- **Excerpt**

"""

2. Relations between Japan and the US in Those Days

公開日 2021年11月12日

Blue-eyed Friendship Doll in Oyama Elementary School

 

2. Relations between Japan and the US in Those Days

The immigration from Japan to the US started in 1868 (the 1st year of the Meiji period), with the Meiji Restoration. At first, the immigrants headed toward the Hawaiian Islands, but since 1880s, the number of Japanese immigrants into North America increased, for in 1879 the California State Assembly passed the bill that Chinese immigration be prohibited. Since then, Japanese immigrants as cheap labor force increased in number, many of whom came from Chugoku and Kyushu Regions such as Hiroshima, Yamaguchi, Kumamoto and Fukuoka Prefecture. They were engaged in the railway construction or the mine development in central and western North America. Around 1905, the Japanese residents in the US amounted to about sixty thousand, about ten thousand of whom were laborers for the railway construction. Immigrant laborers were paid a dollar a day each. One dollar was worth two yen after the World War I. The immigrant laborers were paid more than twice as much as those working in Japan. In 1920, the US, as well as other countries, was struck by the First Great Depression. As the result, anti-Japanese movement arose, in which Americans exclaimed that Japanese should be expelled from California, claiming that the wages for American laborers were lowered and their jobs were deprived by the Japanese immigrants, who worked hard for low wages and sent what they earned to their own country. It is true that American society had a tendency toward Anglo-Saxon supremacy, but Americans might as well have been increasingly alarmed by the exclusive attitude of the Japanese immigrants, who were unwilling to assimilate into American society.

Since around the World War I (1914 ~ 1918), the relations between Japan and the US got worse and worse due to the conflict of interests concerning the colonial policies. In 1912, Yukio Ozaki, the mayor of Tokyo, concerned about this undesirable situation, presented Boston City with about 3,000 young cherry trees, hoping for the goodwill between the two countries.

"""

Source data

"""

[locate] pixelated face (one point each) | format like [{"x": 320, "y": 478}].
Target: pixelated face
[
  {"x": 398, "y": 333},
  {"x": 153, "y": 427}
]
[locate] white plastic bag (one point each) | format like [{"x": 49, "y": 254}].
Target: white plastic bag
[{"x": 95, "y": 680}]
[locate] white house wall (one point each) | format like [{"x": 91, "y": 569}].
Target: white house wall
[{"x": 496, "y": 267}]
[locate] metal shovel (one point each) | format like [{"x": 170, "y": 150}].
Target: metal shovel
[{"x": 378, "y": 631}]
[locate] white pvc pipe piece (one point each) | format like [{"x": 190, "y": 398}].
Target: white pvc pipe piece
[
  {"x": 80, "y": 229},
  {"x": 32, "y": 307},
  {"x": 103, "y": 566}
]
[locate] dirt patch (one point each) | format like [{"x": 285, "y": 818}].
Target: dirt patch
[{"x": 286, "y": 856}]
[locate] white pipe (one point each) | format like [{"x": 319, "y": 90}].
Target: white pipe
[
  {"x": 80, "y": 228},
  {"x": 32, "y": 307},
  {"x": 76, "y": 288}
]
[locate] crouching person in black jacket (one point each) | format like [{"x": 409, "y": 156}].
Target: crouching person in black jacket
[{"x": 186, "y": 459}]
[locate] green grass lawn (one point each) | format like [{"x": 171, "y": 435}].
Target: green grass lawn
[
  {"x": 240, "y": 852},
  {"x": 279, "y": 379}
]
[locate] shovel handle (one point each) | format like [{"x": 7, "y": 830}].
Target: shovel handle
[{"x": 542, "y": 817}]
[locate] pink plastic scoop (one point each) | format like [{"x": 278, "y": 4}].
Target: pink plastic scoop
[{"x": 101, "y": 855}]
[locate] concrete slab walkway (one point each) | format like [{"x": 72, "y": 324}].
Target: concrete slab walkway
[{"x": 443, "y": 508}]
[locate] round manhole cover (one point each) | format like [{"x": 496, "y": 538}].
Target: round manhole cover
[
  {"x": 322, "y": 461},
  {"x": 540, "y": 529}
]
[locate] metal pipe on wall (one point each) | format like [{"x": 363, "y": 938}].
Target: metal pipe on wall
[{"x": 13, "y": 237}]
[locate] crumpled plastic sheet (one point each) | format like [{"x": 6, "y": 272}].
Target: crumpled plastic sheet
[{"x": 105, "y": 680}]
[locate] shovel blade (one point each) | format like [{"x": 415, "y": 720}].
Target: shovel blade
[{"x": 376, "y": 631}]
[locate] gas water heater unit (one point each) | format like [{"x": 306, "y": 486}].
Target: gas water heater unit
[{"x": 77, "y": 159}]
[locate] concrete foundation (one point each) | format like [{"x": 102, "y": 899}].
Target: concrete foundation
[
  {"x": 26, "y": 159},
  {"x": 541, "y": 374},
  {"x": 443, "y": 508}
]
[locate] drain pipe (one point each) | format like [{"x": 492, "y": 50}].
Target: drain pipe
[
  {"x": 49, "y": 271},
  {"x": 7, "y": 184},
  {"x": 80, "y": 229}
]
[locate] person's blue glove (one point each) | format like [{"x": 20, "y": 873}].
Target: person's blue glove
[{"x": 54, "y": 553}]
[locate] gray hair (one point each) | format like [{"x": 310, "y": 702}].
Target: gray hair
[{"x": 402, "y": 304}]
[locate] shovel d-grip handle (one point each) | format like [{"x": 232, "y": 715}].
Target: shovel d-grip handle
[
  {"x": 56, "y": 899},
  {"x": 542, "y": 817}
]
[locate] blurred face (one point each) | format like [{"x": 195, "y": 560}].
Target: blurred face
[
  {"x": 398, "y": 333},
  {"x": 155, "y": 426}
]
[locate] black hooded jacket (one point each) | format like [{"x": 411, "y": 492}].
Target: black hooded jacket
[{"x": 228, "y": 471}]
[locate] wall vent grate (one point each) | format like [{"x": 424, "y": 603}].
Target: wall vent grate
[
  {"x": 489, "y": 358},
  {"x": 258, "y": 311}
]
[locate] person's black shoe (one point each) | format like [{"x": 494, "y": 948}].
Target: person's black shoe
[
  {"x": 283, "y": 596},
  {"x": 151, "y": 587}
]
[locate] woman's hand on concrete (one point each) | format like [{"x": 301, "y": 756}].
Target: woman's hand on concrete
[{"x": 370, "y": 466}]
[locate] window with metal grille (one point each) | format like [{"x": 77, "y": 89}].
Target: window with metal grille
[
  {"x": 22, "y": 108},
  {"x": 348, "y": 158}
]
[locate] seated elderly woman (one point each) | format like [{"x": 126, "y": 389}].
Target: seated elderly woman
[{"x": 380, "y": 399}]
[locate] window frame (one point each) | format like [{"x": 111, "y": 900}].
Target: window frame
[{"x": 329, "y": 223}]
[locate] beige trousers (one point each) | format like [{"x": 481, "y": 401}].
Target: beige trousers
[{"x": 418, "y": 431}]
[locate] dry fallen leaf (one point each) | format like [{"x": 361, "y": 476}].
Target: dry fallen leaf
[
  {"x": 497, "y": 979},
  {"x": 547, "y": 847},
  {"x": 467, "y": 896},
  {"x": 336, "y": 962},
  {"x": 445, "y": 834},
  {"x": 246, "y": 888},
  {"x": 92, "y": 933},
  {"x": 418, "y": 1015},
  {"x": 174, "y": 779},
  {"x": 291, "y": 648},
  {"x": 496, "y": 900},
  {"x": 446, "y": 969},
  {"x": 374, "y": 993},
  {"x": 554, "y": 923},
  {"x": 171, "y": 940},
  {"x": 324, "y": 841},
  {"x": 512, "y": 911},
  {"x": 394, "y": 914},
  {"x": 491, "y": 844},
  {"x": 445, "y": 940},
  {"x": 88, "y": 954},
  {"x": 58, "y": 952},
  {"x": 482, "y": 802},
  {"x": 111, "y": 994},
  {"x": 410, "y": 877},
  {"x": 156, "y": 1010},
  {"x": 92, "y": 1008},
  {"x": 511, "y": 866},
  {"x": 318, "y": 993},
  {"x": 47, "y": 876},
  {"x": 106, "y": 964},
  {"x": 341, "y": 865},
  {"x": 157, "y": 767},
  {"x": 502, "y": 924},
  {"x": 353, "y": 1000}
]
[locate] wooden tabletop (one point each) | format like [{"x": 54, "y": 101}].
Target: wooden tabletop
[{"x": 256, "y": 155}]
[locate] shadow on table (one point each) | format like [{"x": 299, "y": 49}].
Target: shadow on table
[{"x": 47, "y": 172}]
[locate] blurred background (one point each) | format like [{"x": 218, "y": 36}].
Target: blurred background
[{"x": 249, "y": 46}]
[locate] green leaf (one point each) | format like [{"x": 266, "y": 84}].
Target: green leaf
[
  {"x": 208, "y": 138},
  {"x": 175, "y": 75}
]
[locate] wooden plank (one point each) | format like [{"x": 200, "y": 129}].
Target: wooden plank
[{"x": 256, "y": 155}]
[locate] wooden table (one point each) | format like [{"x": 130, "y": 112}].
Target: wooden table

"""

- **Directives**
1. Answer these questions using the text on relations between Japan and the US:
(a) In what year did the California State Assembly pass the bill prohibiting Chinese immigration?
(b) How much were immigrant laborers paid per day?
(c) About how many young cherry trees did Yukio Ozaki present as a gift?
2. From the text on relations between Japan and the US, print the passage starting with "Since around the" and going on through "the two countries.".

- **Worked solutions**
1.
(a) 1879
(b) A dollar a day each
(c) About 3,000

2.
Since around the World War I (1914 ~ 1918), the relations between Japan and the US got worse and worse due to the conflict of interests concerning the colonial policies. In 1912, Yukio Ozaki, the mayor of Tokyo, concerned about this undesirable situation, presented Boston City with about 3,000 young cherry trees, hoping for the goodwill between the two countries.